**Exercise passage**.
>>>>
A good prompt contains: the subject, visual style, mood, and format. Concrete example: “Realistic photo of a team meeting in a modern open space in Casablanca, natural light, collaborative atmosphere, 16:9 landscape format, corporate style without clichés.”
The more precise you are, the more usable the result from the first attempt.
Step 3: Iterate, Don’t Start Over
The first image is never the right one. That’s normal. The tools allow you to vary, refine, modify a specific element without regenerating everything. Midjourney offers variations. DALL·E 3 allows you to modify a specific area of the image.
Count 3 to 5 iterations to arrive at a usable visual. Not 30.
Step 4: Check Before Publishing
Two non-negotiable points. First, rights: check the tool’s terms of use. Midjourney and DALL·E 3 generally grant commercial rights to paying subscribers. Second, compliance: in Europe, the AI Act requires that AI-generated content be identifiable in certain contexts. Check the regulations applicable to your market before distributing at scale.
<<<<
Point localization data
>>>>
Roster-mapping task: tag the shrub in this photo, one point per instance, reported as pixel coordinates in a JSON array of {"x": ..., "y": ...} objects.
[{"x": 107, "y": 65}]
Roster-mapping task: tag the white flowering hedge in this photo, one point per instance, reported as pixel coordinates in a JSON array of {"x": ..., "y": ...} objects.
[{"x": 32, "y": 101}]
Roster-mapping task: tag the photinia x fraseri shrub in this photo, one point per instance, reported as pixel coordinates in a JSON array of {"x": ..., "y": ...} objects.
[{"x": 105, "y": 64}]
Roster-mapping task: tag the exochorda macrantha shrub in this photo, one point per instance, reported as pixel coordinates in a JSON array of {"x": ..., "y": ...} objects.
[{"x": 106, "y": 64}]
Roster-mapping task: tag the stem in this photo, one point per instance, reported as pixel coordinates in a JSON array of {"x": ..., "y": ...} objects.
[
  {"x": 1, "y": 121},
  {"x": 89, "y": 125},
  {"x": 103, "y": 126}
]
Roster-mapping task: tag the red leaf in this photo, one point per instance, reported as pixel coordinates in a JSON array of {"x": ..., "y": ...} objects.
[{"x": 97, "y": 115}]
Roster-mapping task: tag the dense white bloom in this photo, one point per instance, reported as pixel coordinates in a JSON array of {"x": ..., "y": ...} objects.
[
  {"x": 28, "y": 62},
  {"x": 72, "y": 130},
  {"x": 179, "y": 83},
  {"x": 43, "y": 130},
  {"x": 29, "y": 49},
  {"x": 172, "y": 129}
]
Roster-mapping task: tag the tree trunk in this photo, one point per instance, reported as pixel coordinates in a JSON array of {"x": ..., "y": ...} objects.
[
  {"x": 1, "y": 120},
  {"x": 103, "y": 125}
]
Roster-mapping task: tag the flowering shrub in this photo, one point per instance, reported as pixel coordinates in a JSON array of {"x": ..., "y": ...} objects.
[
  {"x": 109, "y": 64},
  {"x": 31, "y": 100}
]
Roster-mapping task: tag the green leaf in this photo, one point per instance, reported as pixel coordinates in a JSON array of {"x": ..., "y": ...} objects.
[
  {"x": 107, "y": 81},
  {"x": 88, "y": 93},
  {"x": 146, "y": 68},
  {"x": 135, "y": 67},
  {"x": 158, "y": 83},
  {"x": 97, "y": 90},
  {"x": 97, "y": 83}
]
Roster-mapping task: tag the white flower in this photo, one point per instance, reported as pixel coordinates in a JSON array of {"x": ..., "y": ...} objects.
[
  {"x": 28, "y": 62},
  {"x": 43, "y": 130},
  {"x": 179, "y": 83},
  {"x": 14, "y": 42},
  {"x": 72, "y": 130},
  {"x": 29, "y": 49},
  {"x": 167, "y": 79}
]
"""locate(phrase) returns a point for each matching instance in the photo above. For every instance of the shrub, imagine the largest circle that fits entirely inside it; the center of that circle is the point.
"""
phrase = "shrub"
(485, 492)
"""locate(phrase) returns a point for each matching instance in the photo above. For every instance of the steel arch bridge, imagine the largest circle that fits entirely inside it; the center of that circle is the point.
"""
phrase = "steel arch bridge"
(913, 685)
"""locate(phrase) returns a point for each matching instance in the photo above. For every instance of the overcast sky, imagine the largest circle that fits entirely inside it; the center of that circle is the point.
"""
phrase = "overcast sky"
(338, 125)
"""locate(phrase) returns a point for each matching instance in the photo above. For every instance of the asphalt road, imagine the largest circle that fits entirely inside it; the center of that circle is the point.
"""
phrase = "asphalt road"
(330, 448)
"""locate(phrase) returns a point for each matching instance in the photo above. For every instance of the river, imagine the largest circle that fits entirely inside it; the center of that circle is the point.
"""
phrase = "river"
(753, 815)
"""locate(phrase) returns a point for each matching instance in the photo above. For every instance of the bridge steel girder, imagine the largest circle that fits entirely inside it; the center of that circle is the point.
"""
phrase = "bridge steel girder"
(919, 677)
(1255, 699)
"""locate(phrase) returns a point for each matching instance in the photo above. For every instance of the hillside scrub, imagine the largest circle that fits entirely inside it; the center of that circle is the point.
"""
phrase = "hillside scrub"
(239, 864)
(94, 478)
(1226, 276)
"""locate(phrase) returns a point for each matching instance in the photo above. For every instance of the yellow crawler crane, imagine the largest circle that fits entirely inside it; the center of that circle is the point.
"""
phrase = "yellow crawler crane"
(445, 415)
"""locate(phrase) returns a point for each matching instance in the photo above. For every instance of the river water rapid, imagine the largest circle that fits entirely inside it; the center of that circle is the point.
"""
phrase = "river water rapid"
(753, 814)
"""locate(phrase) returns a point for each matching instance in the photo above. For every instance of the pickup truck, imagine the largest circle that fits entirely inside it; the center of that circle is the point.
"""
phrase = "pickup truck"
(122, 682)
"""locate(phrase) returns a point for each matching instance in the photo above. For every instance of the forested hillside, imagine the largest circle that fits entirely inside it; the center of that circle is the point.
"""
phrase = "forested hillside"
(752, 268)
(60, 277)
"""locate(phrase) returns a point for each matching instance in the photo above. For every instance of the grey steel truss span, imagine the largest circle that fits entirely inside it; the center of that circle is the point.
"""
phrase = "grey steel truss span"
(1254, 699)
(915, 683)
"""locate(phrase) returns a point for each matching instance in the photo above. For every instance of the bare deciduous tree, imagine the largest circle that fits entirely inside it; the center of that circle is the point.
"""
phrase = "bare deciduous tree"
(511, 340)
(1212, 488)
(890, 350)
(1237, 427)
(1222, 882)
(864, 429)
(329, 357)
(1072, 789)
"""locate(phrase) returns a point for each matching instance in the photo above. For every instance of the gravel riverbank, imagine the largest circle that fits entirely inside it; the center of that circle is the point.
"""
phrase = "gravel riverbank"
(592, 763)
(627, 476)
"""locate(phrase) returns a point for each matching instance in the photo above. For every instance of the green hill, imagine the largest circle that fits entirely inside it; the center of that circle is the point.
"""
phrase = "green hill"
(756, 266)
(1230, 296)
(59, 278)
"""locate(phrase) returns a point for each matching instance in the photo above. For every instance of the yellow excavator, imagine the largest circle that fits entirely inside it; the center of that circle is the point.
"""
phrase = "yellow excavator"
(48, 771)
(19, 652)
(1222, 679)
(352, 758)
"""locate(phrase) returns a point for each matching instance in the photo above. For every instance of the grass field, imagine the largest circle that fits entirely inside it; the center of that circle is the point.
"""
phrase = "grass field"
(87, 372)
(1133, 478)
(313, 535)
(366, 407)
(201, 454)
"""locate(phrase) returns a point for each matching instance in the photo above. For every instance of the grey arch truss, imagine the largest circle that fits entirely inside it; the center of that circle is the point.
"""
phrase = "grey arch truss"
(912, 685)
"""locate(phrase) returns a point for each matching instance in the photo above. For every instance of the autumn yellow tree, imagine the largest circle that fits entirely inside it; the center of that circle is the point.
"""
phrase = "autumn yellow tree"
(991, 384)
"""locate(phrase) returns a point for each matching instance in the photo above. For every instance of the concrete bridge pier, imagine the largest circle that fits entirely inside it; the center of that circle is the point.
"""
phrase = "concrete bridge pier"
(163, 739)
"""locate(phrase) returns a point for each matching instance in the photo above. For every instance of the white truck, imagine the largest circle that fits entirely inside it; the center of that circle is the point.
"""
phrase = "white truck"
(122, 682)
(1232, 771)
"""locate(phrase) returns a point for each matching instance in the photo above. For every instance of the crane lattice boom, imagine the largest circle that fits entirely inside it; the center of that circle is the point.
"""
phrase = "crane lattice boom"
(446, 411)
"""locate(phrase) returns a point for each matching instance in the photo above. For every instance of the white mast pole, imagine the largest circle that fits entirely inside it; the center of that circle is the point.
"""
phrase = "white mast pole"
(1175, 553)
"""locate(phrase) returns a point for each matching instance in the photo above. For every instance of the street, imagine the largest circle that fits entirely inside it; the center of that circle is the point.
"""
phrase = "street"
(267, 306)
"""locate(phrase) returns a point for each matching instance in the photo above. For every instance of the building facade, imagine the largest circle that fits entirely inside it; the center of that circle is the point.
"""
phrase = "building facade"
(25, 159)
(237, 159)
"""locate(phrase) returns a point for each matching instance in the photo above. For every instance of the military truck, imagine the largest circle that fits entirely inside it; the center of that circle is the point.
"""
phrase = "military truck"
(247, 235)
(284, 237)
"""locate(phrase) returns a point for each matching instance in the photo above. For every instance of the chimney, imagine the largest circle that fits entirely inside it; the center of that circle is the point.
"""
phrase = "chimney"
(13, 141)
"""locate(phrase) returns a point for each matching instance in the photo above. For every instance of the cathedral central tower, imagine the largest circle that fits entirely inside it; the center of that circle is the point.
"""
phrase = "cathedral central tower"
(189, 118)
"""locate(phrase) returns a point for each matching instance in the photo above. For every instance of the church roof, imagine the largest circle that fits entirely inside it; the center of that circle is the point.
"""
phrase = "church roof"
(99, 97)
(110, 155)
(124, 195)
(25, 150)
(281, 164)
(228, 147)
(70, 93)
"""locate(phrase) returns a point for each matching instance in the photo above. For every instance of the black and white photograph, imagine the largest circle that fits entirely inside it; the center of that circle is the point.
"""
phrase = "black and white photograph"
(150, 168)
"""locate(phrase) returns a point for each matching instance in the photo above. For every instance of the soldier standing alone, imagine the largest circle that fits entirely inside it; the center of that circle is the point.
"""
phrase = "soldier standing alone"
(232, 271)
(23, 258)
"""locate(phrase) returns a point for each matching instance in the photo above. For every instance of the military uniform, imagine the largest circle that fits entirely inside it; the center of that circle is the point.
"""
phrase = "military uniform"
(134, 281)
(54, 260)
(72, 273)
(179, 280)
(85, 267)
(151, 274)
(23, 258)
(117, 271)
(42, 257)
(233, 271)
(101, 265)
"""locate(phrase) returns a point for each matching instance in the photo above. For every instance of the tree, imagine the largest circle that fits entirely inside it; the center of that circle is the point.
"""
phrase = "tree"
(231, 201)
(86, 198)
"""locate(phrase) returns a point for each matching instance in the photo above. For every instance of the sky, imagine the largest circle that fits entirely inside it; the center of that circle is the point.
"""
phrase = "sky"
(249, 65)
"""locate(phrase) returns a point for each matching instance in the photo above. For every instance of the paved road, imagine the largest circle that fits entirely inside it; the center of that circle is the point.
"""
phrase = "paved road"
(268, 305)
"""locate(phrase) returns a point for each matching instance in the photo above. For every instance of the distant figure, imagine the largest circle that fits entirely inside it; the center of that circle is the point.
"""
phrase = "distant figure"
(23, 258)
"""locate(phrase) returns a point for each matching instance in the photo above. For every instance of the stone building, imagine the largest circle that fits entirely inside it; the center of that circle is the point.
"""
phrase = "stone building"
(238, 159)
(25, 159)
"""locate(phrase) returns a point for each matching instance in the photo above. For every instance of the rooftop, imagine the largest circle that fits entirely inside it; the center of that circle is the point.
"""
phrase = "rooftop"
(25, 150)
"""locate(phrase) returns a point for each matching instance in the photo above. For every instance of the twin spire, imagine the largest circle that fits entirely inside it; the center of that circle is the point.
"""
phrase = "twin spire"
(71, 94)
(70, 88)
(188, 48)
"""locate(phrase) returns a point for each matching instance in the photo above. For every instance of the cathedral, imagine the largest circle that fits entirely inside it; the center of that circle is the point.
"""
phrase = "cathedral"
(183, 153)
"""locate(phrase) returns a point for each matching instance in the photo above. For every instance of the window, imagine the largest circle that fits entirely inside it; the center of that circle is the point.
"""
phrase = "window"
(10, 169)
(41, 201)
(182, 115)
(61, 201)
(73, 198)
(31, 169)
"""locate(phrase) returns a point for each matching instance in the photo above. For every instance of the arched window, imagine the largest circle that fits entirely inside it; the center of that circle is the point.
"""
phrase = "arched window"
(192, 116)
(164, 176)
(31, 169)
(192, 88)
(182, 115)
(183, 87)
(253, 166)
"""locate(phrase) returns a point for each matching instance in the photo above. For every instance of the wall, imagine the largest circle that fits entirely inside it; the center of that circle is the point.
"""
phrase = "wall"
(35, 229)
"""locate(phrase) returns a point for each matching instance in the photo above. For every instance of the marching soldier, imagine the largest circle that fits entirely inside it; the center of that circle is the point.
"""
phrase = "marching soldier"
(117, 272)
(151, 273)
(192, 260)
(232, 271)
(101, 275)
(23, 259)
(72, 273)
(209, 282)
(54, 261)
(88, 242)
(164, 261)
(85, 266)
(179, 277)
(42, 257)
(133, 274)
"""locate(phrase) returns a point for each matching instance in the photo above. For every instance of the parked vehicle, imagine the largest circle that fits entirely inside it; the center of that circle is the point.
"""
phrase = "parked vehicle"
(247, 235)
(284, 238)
<<<<
**Explore the material**.
**1.** According to the AI image guide, how many iterations should it take to arrive at a usable visual?
**2.** Using the AI image guide, explain why you should iterate on an image rather than start over.

**Responses in order**.
**1.** It should take 3 to 5 iterations.

**2.** The first image is never the right one. The tools let you vary, refine, or modify a specific element without regenerating everything.